◆ WORK ORDER ◆
Your answer must be an exact copy of the records below.

◆ SOURCE DATA ◆

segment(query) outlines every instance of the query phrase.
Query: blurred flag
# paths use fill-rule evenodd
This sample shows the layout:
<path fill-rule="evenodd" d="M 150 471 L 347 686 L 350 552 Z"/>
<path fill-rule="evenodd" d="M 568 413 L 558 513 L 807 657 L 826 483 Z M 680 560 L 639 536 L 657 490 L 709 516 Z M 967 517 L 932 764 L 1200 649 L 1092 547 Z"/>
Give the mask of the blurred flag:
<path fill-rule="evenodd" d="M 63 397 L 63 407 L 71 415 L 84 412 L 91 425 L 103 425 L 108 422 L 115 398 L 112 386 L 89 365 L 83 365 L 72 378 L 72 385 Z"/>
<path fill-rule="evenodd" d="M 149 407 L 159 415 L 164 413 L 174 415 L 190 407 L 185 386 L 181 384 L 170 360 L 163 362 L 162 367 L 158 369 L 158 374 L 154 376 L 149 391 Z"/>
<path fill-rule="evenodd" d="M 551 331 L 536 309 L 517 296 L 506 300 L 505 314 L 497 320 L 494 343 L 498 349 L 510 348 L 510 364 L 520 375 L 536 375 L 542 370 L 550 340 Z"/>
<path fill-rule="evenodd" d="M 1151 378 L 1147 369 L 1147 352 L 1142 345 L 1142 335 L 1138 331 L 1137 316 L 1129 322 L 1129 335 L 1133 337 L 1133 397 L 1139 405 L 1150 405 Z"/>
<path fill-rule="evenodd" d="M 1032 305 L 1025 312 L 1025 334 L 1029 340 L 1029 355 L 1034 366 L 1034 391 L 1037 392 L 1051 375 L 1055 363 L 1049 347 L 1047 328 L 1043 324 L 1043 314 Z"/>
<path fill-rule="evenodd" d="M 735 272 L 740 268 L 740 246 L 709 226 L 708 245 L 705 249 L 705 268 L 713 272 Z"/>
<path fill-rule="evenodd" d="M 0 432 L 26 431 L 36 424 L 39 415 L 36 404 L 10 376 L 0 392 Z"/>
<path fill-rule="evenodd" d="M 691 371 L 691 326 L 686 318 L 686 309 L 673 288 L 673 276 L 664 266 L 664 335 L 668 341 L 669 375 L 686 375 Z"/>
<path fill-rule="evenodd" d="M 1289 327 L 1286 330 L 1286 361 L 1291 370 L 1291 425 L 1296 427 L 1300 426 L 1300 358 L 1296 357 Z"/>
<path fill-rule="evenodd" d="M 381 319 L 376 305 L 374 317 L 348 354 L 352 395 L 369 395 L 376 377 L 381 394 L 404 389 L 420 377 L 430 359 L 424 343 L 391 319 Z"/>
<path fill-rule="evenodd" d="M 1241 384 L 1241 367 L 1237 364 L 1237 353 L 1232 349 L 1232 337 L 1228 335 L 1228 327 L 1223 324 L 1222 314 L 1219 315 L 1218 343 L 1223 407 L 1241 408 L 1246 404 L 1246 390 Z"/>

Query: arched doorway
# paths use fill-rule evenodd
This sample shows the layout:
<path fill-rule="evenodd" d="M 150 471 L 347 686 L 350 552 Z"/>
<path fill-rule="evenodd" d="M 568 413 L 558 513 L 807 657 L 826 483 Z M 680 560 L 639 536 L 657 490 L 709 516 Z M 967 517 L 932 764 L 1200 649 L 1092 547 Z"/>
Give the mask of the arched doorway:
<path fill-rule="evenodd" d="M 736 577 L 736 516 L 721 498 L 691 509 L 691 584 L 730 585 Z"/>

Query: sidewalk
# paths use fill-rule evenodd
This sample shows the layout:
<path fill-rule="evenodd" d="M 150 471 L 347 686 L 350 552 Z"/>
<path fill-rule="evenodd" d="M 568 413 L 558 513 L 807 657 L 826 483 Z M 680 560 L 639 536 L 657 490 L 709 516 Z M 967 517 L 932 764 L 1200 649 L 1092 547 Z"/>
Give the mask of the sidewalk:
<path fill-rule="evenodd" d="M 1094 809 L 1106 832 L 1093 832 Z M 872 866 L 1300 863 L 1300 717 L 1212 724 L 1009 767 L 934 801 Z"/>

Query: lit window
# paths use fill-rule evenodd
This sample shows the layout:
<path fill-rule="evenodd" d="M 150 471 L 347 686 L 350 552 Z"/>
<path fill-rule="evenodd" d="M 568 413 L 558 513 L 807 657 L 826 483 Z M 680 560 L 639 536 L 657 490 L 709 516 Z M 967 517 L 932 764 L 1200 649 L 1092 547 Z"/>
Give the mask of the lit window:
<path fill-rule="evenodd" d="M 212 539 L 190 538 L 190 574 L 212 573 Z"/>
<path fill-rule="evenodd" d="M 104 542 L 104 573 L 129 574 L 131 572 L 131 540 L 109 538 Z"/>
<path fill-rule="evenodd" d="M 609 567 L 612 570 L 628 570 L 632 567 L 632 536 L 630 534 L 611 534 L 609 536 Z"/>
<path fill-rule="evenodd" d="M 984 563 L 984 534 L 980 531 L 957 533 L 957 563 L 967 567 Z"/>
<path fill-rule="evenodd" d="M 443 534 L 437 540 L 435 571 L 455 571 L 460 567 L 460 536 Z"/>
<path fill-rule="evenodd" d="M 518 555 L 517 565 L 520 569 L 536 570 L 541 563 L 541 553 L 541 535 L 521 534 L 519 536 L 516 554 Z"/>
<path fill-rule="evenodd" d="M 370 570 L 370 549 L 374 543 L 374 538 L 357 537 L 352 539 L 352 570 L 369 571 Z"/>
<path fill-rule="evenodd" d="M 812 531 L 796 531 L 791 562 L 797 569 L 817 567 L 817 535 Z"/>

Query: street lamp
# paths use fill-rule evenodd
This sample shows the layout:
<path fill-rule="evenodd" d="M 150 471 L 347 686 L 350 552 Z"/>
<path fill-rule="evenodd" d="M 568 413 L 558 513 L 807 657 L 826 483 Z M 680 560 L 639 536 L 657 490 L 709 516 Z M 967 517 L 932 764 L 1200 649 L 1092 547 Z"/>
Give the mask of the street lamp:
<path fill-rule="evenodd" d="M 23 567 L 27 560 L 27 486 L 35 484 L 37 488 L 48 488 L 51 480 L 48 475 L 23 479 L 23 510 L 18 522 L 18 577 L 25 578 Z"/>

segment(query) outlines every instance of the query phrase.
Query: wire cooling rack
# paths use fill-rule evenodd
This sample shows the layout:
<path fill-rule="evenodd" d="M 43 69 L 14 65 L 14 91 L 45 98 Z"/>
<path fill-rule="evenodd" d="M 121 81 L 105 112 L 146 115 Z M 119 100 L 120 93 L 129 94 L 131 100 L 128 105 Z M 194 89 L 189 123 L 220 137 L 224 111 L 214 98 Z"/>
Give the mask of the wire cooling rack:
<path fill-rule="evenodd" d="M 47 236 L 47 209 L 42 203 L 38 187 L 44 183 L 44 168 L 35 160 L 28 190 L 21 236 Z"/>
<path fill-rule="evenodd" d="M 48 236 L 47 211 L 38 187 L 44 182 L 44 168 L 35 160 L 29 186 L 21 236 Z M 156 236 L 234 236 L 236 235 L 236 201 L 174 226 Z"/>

◆ ANSWER SECTION ◆
segment(query) outlines every instance of the query phrase.
Query: blurred flag
# paths use fill-rule evenodd
This sample shows the layout:
<path fill-rule="evenodd" d="M 150 471 L 347 686 L 350 552 Z"/>
<path fill-rule="evenodd" d="M 568 413 L 558 513 L 807 657 L 826 483 Z M 680 560 L 639 536 L 657 490 L 709 516 Z M 967 517 L 932 764 L 1200 649 L 1092 547 Z"/>
Give the mask of the blurred flag:
<path fill-rule="evenodd" d="M 63 397 L 63 407 L 71 415 L 84 412 L 91 425 L 103 425 L 108 422 L 115 398 L 112 386 L 89 365 L 83 365 L 72 378 L 72 385 Z"/>
<path fill-rule="evenodd" d="M 149 407 L 159 415 L 164 413 L 174 415 L 190 407 L 185 386 L 181 384 L 170 360 L 163 362 L 162 367 L 158 369 L 158 374 L 154 376 L 149 391 Z"/>
<path fill-rule="evenodd" d="M 551 331 L 536 309 L 517 296 L 506 300 L 505 314 L 497 320 L 494 343 L 498 349 L 510 348 L 510 364 L 520 375 L 536 375 L 542 370 L 550 340 Z"/>
<path fill-rule="evenodd" d="M 1151 378 L 1147 369 L 1147 352 L 1142 345 L 1142 335 L 1138 331 L 1137 316 L 1129 322 L 1129 335 L 1133 337 L 1133 397 L 1139 405 L 1150 405 Z"/>
<path fill-rule="evenodd" d="M 1032 305 L 1025 312 L 1025 334 L 1029 340 L 1029 355 L 1034 366 L 1034 391 L 1037 392 L 1051 375 L 1055 363 L 1049 347 L 1047 328 L 1043 324 L 1043 314 Z"/>
<path fill-rule="evenodd" d="M 735 272 L 740 268 L 740 246 L 709 226 L 708 245 L 705 249 L 705 268 L 713 272 Z"/>
<path fill-rule="evenodd" d="M 0 432 L 26 431 L 36 424 L 39 415 L 36 404 L 10 376 L 0 392 Z"/>
<path fill-rule="evenodd" d="M 691 371 L 691 326 L 686 318 L 686 309 L 673 288 L 673 276 L 664 266 L 664 335 L 668 341 L 669 375 L 686 375 Z"/>
<path fill-rule="evenodd" d="M 1289 327 L 1286 330 L 1286 361 L 1291 370 L 1291 425 L 1296 427 L 1300 426 L 1300 358 L 1296 357 Z"/>
<path fill-rule="evenodd" d="M 381 319 L 376 305 L 374 317 L 348 354 L 352 395 L 369 395 L 376 377 L 381 394 L 404 389 L 420 377 L 430 359 L 424 343 L 391 319 Z"/>
<path fill-rule="evenodd" d="M 1241 384 L 1241 367 L 1237 364 L 1237 353 L 1232 349 L 1232 337 L 1228 335 L 1228 327 L 1223 324 L 1222 314 L 1219 315 L 1218 343 L 1223 407 L 1241 408 L 1246 404 L 1246 390 Z"/>

Query: arched doorway
# paths use fill-rule evenodd
This sample shows the layout:
<path fill-rule="evenodd" d="M 150 471 L 347 686 L 350 552 Z"/>
<path fill-rule="evenodd" d="M 568 413 L 558 513 L 807 657 L 826 483 Z M 680 560 L 639 536 L 657 490 L 709 516 Z M 967 517 L 932 764 L 1200 649 L 1092 547 Z"/>
Give the mask of the arched doorway:
<path fill-rule="evenodd" d="M 736 577 L 736 516 L 721 498 L 691 509 L 691 584 L 730 585 Z"/>

Query: sidewalk
# paths use fill-rule evenodd
This sample shows the layout:
<path fill-rule="evenodd" d="M 150 471 L 347 686 L 350 552 Z"/>
<path fill-rule="evenodd" d="M 568 413 L 558 513 L 807 657 L 826 483 Z M 680 560 L 639 536 L 657 490 L 709 516 Z M 967 517 L 932 764 L 1200 649 L 1092 547 Z"/>
Give the mask of the sidewalk:
<path fill-rule="evenodd" d="M 1094 809 L 1106 832 L 1093 832 Z M 872 866 L 1300 863 L 1300 717 L 1212 724 L 1009 767 L 934 801 Z"/>

Query: lit window
# paths use fill-rule evenodd
This sample shows the layout:
<path fill-rule="evenodd" d="M 150 471 L 347 686 L 350 552 Z"/>
<path fill-rule="evenodd" d="M 568 413 L 558 513 L 807 657 L 826 483 Z M 680 560 L 639 536 L 657 490 L 709 516 Z M 967 517 L 932 764 L 1200 649 L 1092 547 Z"/>
Give the mask of the lit window:
<path fill-rule="evenodd" d="M 212 539 L 190 538 L 190 574 L 212 573 Z"/>
<path fill-rule="evenodd" d="M 104 542 L 104 573 L 129 574 L 131 572 L 131 540 L 109 538 Z"/>
<path fill-rule="evenodd" d="M 609 567 L 612 570 L 628 570 L 632 567 L 632 536 L 630 534 L 611 534 L 609 536 Z"/>
<path fill-rule="evenodd" d="M 984 563 L 984 534 L 980 531 L 957 533 L 957 563 L 967 567 Z"/>
<path fill-rule="evenodd" d="M 443 534 L 437 540 L 435 571 L 455 571 L 460 567 L 460 536 Z"/>
<path fill-rule="evenodd" d="M 518 555 L 517 565 L 520 569 L 536 570 L 541 563 L 541 553 L 541 535 L 521 534 L 519 536 L 516 554 Z"/>
<path fill-rule="evenodd" d="M 370 570 L 370 549 L 374 543 L 374 538 L 357 537 L 352 539 L 352 570 L 369 571 Z"/>
<path fill-rule="evenodd" d="M 812 531 L 796 531 L 791 562 L 797 569 L 817 567 L 817 535 Z"/>

Query: street lamp
# paths use fill-rule evenodd
This sample shows the layout:
<path fill-rule="evenodd" d="M 150 471 L 347 686 L 350 552 Z"/>
<path fill-rule="evenodd" d="M 568 413 L 558 513 L 807 657 L 826 483 Z M 680 560 L 639 536 L 657 490 L 709 516 Z M 967 517 L 932 764 L 1200 649 L 1092 547 Z"/>
Give the mask of the street lamp:
<path fill-rule="evenodd" d="M 23 567 L 27 560 L 27 486 L 35 484 L 37 488 L 48 488 L 51 480 L 48 475 L 23 479 L 23 510 L 18 522 L 18 577 L 25 578 Z"/>

segment(query) outlines every instance of the query phrase.
Query: wire cooling rack
# paths use fill-rule evenodd
This sample shows the layout:
<path fill-rule="evenodd" d="M 43 69 L 14 65 L 14 91 L 45 98 Z"/>
<path fill-rule="evenodd" d="M 121 81 L 105 112 L 146 115 Z M 119 100 L 120 93 L 129 94 L 131 100 L 128 105 Z M 194 89 L 189 123 L 220 137 L 224 111 L 214 98 Z"/>
Give the mask of the wire cooling rack:
<path fill-rule="evenodd" d="M 47 236 L 47 209 L 42 203 L 38 187 L 44 183 L 44 168 L 35 160 L 28 190 L 21 236 Z"/>
<path fill-rule="evenodd" d="M 48 236 L 47 211 L 38 187 L 44 182 L 44 168 L 35 160 L 29 186 L 21 236 Z M 156 236 L 234 236 L 236 235 L 236 201 L 174 226 Z"/>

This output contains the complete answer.